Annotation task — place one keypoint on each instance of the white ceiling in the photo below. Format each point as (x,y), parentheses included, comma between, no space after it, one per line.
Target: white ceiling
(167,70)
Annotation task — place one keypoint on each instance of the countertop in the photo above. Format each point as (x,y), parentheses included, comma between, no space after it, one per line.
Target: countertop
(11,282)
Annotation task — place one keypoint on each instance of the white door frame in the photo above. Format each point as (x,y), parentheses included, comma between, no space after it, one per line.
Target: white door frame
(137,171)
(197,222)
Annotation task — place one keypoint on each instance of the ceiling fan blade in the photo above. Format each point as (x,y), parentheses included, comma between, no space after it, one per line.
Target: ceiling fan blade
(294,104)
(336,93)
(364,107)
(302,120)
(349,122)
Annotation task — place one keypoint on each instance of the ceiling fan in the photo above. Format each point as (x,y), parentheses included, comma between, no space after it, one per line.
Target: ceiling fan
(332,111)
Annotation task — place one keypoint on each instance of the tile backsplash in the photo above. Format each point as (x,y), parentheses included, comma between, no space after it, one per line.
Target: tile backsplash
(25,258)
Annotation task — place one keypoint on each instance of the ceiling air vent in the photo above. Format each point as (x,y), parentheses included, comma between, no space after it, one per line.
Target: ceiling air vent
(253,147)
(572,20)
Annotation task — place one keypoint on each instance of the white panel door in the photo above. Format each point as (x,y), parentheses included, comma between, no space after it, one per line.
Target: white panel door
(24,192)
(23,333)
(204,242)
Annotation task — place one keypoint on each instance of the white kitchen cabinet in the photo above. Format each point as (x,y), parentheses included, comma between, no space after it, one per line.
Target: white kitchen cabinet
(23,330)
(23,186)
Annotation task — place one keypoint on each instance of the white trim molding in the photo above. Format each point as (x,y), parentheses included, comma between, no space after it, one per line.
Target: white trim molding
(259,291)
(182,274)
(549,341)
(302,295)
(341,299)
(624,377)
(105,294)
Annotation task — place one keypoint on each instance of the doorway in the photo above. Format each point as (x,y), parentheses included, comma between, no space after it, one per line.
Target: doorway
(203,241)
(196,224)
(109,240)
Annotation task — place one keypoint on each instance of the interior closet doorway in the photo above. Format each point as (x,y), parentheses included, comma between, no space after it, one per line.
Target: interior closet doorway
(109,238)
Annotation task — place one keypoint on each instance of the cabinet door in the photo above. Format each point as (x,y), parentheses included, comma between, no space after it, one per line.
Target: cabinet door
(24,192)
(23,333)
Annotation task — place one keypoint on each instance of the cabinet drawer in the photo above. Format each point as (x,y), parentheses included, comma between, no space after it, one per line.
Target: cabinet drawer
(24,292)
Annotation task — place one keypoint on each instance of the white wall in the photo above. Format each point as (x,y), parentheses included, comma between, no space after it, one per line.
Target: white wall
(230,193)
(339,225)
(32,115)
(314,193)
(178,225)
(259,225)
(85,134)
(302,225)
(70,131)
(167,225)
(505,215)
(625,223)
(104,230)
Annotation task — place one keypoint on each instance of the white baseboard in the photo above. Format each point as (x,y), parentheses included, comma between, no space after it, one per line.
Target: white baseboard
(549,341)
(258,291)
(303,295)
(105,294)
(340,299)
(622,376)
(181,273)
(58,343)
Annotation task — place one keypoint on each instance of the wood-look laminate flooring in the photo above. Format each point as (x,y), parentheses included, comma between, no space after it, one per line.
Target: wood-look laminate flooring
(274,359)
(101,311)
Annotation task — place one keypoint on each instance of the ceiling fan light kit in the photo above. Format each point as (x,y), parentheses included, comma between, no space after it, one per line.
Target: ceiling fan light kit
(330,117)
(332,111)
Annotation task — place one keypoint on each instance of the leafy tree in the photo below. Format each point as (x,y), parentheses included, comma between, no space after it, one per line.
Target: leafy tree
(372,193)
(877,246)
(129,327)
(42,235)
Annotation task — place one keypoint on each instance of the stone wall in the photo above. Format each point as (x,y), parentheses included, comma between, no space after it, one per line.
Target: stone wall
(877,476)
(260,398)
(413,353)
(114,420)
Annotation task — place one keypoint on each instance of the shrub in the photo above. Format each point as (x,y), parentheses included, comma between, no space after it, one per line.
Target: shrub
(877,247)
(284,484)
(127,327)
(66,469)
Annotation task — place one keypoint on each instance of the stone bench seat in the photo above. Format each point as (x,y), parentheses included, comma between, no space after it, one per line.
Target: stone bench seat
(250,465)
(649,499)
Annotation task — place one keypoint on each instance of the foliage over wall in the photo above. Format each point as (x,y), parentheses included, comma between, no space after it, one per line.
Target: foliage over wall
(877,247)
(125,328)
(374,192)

*Work item*
This exercise calls for every record above to be written out again exactly.

*Result*
Annotation task — place one keypoint on each instance of the white ceiling in the photo below. Format each point as (x,y), parentheses included, comma between, no space after it, one per line.
Target: white ceiling
(167,70)
Annotation task — place one keypoint on each instance of the countertop in the photo above. Format each point as (x,y), parentheses included, comma between, no space after it, one per line.
Target: countertop
(11,282)
Annotation task — place one keypoint on each instance of the white door frame in the photo above. Format each point as (x,y), parentheses included, comma between, no space after it, one per line.
Target: white door frame
(137,171)
(197,222)
Annotation task — place one keypoint on each instance of the ceiling fan blade in the photo above. Format each point as (x,y), parentheses included, comma between, no space after it, one per line.
Target: ceiling fan blade
(294,104)
(336,93)
(364,107)
(302,120)
(349,122)
Annotation task — place one keypoint on each instance of the ceiling fan in the photo above. Format each point as (x,y), parentheses included, comma between, no space after it, one per line.
Target: ceiling fan
(332,111)
Annotation task — place one keypoint on each instance of the tile backsplash in the photo above. Format each point as (x,y), parentheses included, comma between, no space after it, one per line.
Target: tile backsplash
(25,258)
Annotation task — place one keypoint on each instance of the ceiling air vent in the photo above. Format each point as (x,y), parentheses included, comma between, no space after it, one per line.
Target: ceiling air vent
(253,147)
(572,20)
Annotation task — place one keypoint on each instance of the white panel door in the photo above. Format each point as (x,y), parentheses included, comma between, no space after it, one per line.
Target: white panel door
(24,192)
(23,333)
(204,242)
Annotation task — place one keypoint on each instance of the white kitchen cabinet in the photo above. Format each point as (x,y), parentheses included, comma between, no space after it, one per line.
Target: white kitchen cabinet
(23,330)
(23,186)
Annotation task — place one keypoint on each instance of the white trim molding in the photo above. Format each point as (x,y), parentheses included, comma between, no space after it, one per line.
Target: white trim molding
(259,291)
(182,274)
(549,341)
(302,295)
(341,299)
(624,377)
(105,294)
Annotation task — place one keypoint on each instance of the doorway in the photo above. Format each point as (x,y), parentheses included, comma between, no space after it, one per line.
Target: doorway
(203,241)
(196,224)
(109,240)
Annotation task — place one keypoint on each instance of the interior closet doorway in the photo above. Format each point as (x,y), parentheses included, comma between, no space after it, one per line.
Target: interior closet doorway
(109,238)
Annotation task — place one keypoint on each instance of the cabinet door in the photo above. Format each point as (x,y), parentheses included, comma between, no space after it, one per line.
Target: cabinet door
(24,192)
(23,333)
Annotation task — place one keypoint on each instance of the cabinet drawer in the photo above. Format each point as (x,y), parentheses included, comma between, no space after it, one per line.
Target: cabinet drawer
(24,292)
Annotation task — place one keypoint on each instance of the white wall in the photo above. Format each point as (x,y), parentheses included, comma between, no space after it, one per line.
Target: white wall
(230,193)
(339,225)
(32,115)
(314,193)
(178,225)
(259,225)
(85,134)
(302,225)
(70,131)
(167,225)
(505,215)
(625,223)
(104,230)
Annotation task — place one keypoint on each instance of the white baseboard in the photo above. Format each point as (x,y), parentheses included, comma between, no space after it, one per line.
Target: white baseboard
(549,341)
(258,291)
(303,295)
(105,294)
(340,299)
(622,376)
(181,273)
(58,343)
Annotation task — place one keypoint on each instance of the wood-look laminate flooring in the photo above. Format each point as (x,y), parentheses included, comma between, no space after it, one per line.
Target: wood-look laminate flooring
(274,359)
(101,311)
Annotation task — place one keypoint on each instance of the ceiling fan light kit in the photo above. Format each point as (x,y), parentheses included, comma between, no space after it, one per line.
Target: ceiling fan light kit
(330,117)
(332,111)
Annotation task — place one keypoint on each instance of the leafy tree in the photo below. Format each point as (x,y), parentheses included, comma between, no space after it, one per line.
Target: leafy tree
(372,193)
(877,246)
(129,327)
(42,235)
Annotation task — place one keypoint on each instance of the stone wall in the photo above. Format each point as (x,y), parentheses included, comma between, no space after it, one per line.
Target: stone wall
(877,476)
(260,398)
(413,353)
(114,420)
Annotation task — place one keypoint on each instance of the shrub in the photo above. Format each point as (x,y), parentheses included, comma between, no space after it, one per line.
Target: shrub
(877,247)
(284,484)
(127,327)
(66,469)
Annotation task — place one keypoint on each instance of the stone bench seat in the photo above. Format each point as (x,y), parentheses included, comma between, no space after it, one per line.
Target: stone bench seat
(250,465)
(649,499)
Annotation task — place one keypoint on each instance of the foliage over wall in the photo above. Format each point as (x,y), parentheses included, comma between, no space after it, one per line.
Target: foliage over wall
(877,247)
(125,328)
(374,192)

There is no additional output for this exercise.